Dataset excerpts on object pointing
** Start **

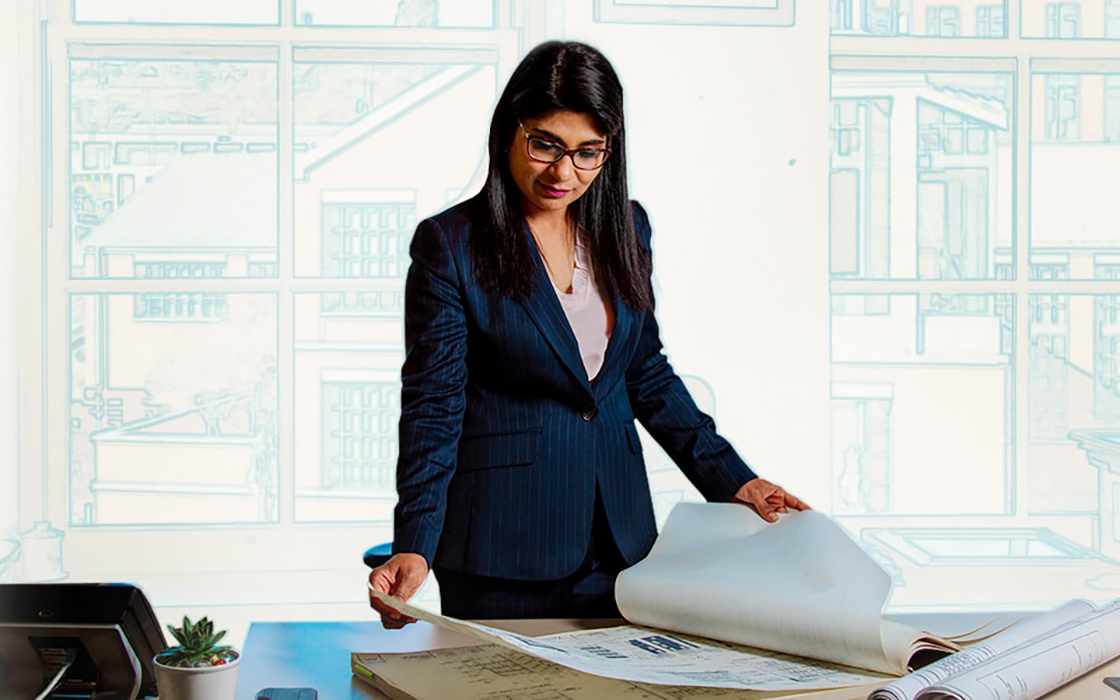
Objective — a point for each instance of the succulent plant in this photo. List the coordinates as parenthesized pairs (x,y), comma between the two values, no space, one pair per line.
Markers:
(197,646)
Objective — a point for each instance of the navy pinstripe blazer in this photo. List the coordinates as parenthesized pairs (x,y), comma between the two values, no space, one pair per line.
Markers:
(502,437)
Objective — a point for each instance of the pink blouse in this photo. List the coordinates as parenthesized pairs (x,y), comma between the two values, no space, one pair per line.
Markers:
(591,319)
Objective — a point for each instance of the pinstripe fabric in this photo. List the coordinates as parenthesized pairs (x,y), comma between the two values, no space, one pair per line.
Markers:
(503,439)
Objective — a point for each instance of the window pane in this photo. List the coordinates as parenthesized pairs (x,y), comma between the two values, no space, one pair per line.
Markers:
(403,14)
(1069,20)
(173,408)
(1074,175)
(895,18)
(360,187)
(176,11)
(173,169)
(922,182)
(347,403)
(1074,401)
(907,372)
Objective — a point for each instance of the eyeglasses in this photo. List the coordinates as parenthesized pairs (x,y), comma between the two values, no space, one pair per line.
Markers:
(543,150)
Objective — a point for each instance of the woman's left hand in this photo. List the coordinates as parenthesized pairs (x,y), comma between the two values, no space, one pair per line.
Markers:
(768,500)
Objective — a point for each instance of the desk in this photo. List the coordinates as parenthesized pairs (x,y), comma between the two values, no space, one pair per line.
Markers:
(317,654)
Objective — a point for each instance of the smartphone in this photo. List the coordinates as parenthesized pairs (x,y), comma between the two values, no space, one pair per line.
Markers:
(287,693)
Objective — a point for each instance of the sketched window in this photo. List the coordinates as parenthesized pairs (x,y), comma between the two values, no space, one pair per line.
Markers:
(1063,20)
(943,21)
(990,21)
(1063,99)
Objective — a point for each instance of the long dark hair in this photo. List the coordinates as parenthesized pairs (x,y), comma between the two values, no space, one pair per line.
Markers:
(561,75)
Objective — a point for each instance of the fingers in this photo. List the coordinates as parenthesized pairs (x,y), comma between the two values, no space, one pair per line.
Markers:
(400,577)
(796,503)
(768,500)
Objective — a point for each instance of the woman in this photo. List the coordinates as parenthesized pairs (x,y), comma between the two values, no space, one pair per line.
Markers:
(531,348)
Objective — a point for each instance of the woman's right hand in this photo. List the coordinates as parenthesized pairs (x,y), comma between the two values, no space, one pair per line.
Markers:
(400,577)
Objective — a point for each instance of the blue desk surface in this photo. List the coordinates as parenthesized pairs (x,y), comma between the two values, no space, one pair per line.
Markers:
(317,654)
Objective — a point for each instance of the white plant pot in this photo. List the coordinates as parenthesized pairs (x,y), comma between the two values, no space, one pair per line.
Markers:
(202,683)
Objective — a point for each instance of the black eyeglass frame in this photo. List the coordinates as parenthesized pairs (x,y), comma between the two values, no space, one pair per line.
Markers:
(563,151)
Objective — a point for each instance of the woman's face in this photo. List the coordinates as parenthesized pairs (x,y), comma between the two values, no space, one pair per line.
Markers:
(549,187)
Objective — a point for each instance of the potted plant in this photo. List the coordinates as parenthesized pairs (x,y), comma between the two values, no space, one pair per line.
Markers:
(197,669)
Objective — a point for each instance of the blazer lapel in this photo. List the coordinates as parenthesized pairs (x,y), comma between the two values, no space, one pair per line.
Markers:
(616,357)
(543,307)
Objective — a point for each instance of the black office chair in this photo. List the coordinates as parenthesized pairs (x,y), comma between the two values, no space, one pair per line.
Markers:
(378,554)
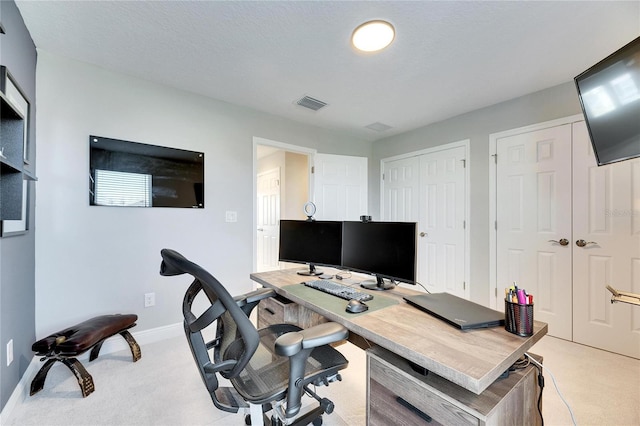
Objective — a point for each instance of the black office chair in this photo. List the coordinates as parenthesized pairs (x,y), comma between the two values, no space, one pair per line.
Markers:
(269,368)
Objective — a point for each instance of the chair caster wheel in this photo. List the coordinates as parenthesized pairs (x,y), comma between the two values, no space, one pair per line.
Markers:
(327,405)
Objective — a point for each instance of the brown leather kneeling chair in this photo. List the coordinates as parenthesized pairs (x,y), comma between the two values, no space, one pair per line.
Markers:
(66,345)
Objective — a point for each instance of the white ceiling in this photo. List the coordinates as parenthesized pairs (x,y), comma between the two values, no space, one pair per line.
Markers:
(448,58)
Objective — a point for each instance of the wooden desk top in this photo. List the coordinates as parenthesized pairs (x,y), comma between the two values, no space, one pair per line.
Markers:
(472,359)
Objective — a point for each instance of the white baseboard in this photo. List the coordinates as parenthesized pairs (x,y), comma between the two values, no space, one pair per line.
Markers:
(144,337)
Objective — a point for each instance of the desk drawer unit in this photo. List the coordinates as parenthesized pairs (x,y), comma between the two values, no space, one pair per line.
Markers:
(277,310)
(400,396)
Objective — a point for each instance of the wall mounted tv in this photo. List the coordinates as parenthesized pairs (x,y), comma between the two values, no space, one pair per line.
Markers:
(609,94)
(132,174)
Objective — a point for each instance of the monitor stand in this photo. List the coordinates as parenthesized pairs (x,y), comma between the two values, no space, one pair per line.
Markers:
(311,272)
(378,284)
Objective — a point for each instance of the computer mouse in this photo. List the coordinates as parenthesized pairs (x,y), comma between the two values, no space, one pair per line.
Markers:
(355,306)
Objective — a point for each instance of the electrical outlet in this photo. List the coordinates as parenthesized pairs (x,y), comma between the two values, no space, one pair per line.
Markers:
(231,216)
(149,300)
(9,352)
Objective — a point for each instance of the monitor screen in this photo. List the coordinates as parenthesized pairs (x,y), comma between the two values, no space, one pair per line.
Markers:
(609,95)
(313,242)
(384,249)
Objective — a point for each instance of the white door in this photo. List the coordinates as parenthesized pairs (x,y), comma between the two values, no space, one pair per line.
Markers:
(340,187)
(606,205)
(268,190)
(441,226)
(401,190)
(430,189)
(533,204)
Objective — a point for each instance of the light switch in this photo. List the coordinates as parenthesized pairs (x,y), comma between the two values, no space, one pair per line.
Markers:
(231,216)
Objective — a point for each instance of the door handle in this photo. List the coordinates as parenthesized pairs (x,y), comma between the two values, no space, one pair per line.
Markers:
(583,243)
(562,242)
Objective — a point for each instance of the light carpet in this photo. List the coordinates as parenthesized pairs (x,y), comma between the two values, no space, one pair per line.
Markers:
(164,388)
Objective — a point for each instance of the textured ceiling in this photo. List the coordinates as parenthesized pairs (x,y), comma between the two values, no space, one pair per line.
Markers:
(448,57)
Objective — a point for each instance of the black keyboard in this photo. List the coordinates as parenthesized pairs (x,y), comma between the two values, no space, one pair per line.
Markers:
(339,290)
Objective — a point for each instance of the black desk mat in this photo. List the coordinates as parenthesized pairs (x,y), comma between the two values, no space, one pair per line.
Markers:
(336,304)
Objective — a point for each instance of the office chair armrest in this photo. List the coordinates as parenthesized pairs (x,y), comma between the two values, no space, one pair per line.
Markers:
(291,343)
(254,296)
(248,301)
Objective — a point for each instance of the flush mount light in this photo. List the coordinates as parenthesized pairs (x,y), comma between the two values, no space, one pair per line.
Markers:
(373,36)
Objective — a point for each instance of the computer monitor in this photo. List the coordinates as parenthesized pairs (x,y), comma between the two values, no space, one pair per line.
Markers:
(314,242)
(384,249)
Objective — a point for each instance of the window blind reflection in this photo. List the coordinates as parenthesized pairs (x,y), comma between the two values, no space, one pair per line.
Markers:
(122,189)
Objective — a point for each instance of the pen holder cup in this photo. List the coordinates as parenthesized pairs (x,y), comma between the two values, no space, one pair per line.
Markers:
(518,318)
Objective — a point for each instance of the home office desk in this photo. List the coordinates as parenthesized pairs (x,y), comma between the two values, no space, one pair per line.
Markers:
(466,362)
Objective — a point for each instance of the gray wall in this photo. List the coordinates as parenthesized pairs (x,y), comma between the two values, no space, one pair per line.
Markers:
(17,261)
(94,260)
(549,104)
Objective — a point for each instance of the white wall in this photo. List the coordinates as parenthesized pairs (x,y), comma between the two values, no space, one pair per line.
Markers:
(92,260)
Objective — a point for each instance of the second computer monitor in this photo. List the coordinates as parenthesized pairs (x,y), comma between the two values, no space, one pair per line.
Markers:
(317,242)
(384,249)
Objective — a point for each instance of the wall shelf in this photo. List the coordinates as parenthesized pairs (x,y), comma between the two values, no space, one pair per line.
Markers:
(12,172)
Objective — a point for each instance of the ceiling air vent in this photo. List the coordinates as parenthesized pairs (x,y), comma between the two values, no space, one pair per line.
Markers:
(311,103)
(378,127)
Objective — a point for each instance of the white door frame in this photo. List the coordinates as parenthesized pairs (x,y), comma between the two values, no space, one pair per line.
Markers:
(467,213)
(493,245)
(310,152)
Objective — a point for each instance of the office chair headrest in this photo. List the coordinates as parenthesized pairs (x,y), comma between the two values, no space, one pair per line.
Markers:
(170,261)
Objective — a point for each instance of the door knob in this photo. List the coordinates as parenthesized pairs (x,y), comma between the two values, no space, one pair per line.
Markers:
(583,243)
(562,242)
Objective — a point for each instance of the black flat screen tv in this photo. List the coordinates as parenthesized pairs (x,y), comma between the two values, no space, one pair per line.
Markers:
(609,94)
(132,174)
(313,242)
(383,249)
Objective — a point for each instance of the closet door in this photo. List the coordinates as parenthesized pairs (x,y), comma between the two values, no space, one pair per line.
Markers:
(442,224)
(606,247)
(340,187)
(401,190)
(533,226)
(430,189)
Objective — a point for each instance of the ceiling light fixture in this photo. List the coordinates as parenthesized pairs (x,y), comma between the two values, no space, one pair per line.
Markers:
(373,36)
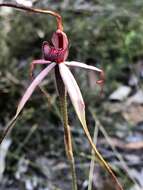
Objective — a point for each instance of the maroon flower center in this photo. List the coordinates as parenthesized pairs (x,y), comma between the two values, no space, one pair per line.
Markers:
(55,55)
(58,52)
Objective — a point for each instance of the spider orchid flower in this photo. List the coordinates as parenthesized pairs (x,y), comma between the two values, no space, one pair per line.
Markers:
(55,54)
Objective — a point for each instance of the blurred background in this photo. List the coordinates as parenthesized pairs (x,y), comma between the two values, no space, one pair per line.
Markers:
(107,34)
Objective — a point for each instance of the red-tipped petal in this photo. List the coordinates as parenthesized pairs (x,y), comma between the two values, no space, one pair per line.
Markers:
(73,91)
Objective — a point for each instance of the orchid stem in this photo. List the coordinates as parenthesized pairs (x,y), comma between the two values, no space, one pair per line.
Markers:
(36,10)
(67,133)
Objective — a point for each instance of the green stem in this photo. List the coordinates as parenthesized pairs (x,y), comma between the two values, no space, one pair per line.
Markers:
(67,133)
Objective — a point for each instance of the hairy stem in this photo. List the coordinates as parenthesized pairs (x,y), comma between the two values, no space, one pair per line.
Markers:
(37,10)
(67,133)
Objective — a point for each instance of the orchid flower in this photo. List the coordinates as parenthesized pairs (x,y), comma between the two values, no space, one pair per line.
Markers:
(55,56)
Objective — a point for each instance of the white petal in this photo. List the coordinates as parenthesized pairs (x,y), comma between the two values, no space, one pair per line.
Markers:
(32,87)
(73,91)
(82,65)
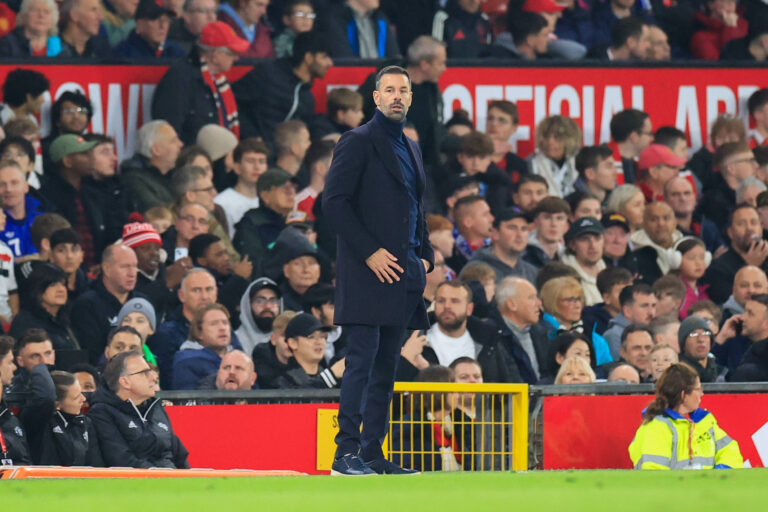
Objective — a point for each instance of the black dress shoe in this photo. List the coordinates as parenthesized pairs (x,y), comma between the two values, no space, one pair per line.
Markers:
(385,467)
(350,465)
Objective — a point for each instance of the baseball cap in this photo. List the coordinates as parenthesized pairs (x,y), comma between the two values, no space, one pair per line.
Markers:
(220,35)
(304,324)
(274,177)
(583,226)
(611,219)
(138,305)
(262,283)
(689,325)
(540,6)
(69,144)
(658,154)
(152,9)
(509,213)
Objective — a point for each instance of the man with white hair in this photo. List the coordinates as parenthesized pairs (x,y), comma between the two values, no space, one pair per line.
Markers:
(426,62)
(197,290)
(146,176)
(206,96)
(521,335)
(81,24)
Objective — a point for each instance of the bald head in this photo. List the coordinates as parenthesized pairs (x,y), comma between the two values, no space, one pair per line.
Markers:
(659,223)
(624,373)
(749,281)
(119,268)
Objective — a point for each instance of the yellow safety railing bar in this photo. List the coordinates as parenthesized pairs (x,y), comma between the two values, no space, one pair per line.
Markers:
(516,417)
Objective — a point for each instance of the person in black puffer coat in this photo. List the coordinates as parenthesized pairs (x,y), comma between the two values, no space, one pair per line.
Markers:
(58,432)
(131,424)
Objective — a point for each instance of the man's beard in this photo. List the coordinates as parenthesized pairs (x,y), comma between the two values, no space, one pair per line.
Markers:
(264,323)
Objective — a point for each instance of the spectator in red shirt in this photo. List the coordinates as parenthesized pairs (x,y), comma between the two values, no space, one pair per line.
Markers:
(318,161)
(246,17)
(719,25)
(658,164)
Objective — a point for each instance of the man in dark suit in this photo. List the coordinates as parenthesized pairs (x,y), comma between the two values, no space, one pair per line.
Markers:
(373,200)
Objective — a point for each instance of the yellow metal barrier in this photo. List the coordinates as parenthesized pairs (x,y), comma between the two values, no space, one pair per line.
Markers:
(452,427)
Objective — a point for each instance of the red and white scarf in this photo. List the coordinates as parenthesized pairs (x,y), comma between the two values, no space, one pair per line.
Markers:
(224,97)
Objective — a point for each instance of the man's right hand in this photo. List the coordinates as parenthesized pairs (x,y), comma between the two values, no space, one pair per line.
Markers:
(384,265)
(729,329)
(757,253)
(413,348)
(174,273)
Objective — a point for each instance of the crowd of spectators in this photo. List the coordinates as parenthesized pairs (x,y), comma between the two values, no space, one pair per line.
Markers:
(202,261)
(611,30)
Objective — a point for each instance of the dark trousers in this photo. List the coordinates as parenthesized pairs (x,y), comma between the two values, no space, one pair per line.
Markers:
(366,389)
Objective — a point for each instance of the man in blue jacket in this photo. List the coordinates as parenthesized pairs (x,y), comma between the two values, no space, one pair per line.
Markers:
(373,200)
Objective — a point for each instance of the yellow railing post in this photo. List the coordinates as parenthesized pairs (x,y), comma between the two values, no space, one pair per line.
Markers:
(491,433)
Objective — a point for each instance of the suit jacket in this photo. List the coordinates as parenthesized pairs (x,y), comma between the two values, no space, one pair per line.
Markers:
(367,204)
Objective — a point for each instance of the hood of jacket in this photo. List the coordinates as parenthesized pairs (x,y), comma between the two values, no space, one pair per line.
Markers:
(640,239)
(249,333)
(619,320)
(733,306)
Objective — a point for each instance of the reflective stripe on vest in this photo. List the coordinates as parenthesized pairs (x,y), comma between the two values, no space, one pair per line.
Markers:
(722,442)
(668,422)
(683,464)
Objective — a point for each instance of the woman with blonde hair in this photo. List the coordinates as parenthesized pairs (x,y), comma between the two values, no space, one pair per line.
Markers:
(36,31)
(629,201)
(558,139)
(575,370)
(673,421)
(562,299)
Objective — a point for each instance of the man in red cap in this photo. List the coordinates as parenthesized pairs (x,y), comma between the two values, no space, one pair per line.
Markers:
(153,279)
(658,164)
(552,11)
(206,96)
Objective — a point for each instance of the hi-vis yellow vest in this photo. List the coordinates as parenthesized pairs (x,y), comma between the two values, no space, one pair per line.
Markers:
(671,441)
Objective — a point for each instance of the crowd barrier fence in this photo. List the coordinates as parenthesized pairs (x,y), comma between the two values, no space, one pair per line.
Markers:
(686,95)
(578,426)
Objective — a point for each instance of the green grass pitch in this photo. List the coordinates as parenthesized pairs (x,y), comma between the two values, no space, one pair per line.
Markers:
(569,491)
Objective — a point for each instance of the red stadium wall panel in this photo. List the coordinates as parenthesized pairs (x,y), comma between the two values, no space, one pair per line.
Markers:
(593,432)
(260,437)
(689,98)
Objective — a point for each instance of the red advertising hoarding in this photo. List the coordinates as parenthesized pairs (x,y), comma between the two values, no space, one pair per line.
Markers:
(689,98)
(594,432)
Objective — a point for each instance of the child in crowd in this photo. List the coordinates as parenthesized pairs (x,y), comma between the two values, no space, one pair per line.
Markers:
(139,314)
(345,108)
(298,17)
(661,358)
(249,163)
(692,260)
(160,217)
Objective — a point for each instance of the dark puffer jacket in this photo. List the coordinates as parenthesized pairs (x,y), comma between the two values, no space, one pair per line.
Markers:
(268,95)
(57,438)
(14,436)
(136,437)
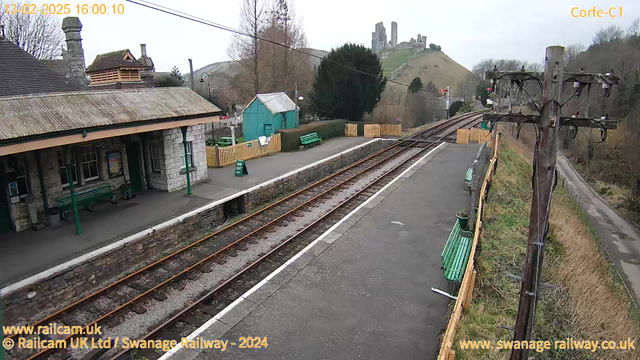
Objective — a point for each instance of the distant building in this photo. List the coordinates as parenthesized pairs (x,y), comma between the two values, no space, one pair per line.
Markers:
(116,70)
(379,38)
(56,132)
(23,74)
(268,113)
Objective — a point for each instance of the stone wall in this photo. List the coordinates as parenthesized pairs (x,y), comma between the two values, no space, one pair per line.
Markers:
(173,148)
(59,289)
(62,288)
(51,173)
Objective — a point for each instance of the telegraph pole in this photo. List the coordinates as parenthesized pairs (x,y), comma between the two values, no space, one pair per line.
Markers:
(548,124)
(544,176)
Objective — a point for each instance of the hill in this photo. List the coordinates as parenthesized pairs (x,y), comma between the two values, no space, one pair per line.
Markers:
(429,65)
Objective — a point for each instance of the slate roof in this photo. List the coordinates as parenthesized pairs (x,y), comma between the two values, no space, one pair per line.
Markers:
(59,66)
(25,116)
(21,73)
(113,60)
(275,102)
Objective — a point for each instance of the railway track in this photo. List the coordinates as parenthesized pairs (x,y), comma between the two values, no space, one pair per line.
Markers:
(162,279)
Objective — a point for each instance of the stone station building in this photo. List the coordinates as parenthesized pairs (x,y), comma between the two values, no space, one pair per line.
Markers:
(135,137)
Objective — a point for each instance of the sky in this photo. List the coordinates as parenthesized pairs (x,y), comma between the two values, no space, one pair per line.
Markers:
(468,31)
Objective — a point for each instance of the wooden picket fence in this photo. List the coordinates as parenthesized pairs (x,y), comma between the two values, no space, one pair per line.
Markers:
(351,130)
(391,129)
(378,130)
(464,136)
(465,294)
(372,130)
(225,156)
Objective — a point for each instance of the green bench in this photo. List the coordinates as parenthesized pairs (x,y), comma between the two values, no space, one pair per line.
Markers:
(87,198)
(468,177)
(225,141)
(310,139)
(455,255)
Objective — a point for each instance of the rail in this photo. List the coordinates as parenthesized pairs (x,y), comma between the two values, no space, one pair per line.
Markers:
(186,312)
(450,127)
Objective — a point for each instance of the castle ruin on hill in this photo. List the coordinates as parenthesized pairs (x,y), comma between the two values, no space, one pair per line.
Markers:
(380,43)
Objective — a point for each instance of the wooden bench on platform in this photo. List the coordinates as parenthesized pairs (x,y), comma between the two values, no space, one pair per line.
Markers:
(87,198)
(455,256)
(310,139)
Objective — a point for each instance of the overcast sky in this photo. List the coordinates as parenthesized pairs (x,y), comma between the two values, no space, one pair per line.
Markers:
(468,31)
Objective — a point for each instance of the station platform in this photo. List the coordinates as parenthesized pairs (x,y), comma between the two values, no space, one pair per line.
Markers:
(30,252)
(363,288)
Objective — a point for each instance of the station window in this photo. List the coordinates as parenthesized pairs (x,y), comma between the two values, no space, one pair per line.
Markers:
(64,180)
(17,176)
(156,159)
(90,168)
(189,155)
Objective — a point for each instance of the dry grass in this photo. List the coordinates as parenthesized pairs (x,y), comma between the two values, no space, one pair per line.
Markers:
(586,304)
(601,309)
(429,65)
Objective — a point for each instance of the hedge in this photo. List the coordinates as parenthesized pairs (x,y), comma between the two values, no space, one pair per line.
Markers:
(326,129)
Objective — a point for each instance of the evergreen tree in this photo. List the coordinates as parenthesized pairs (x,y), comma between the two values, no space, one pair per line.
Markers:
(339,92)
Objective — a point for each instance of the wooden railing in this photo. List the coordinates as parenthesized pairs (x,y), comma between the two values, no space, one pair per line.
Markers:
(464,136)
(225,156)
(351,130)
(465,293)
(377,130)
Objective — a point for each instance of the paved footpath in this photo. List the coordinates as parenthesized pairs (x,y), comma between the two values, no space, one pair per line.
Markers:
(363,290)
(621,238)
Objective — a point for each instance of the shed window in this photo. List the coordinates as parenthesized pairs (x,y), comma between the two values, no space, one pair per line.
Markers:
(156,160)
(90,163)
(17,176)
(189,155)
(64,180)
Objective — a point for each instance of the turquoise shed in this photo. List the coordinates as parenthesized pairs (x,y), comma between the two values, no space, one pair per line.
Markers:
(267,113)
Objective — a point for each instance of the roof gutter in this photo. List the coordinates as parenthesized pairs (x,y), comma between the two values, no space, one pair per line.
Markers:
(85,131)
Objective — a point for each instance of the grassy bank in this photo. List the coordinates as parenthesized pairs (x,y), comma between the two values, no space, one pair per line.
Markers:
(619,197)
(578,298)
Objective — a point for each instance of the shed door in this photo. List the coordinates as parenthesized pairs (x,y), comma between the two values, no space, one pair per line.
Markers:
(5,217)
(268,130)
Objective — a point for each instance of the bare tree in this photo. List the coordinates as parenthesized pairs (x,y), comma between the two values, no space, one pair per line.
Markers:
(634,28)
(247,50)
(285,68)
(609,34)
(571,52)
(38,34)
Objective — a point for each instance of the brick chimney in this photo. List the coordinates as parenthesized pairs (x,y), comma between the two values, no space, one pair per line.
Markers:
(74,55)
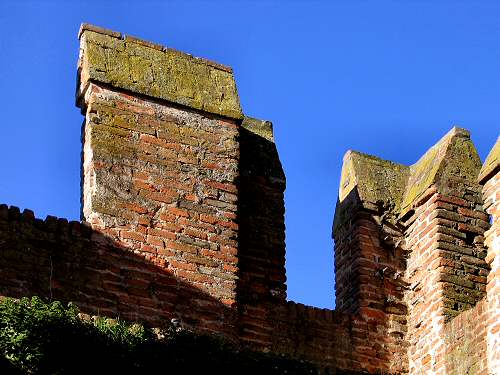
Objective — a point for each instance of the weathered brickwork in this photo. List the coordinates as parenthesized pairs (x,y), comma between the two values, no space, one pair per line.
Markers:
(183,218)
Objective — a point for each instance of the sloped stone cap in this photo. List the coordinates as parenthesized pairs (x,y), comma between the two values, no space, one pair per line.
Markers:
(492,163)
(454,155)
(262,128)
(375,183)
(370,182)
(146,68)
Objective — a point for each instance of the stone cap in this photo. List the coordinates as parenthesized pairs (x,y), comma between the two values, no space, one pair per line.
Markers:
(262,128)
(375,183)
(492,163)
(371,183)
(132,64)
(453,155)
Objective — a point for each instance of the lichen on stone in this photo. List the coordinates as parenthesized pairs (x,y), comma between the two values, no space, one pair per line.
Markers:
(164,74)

** End **

- WORK REQUIRED
Exactly as they appear, repeat the lines from the one containing "Objective — a point for each instance of the roof" through the last line of the entries, counting both ends. Pictures stay out.

- PROBLEM SOLUTION
Objective — a point for each instance of the roof gutter in this photo. List the coordinates as parenthesized pairs (x,y), comma between the two values, no space, one pair per line.
Markers:
(85,131)
Objective — a point for each instance of the grassy bank in this photo. List the coordinates as parenthesized pairs (x,y), comma between the two values, no space, one pair per line.
Markers:
(619,197)
(578,298)
Objective — a point for each instance of the shed door in this photo. List the coordinates as parenthesized pairs (x,y), comma between the two values, no space, one pair per line.
Markers:
(5,217)
(268,130)
Objective — a point for each instance of the bare tree in this photo. List the coordinates as parenthesized pairs (x,y), comma between the two values, no space, one pair per line.
Markers:
(634,28)
(247,50)
(285,68)
(609,34)
(571,52)
(38,34)
Objective — a point for each instance of the brick chimney in this photo. List the coordinates as parenthesized pairs (x,y), comma between the two values, no space, one pair per line.
Markers:
(74,55)
Objective — a point for each instance of the weathered brickwork in this photo. List the coordinates as parenthesized pairs (x,y), comma between the two values, no space, one pair per line.
Markers:
(183,218)
Objective — a point for each instance of the sloped stone cap in this photo. List the coordinates as parenthesized pairs (x,y), comma between the two values, no space, one pair per line.
Markers:
(492,163)
(454,155)
(262,128)
(375,183)
(370,182)
(146,68)
Objective — a point for each instance of the stone cap in this photo. List the coordinates as parenthesized pairs (x,y), comma between the two values, no space, one pair per line.
Markers:
(262,128)
(375,183)
(492,163)
(371,183)
(132,64)
(453,155)
Objective — a point for each instance of the lichen on stone in this photo. List the coordinates as parenthesized pairs (x,y), comma between the two values, no space, one pair per line.
Markers:
(164,74)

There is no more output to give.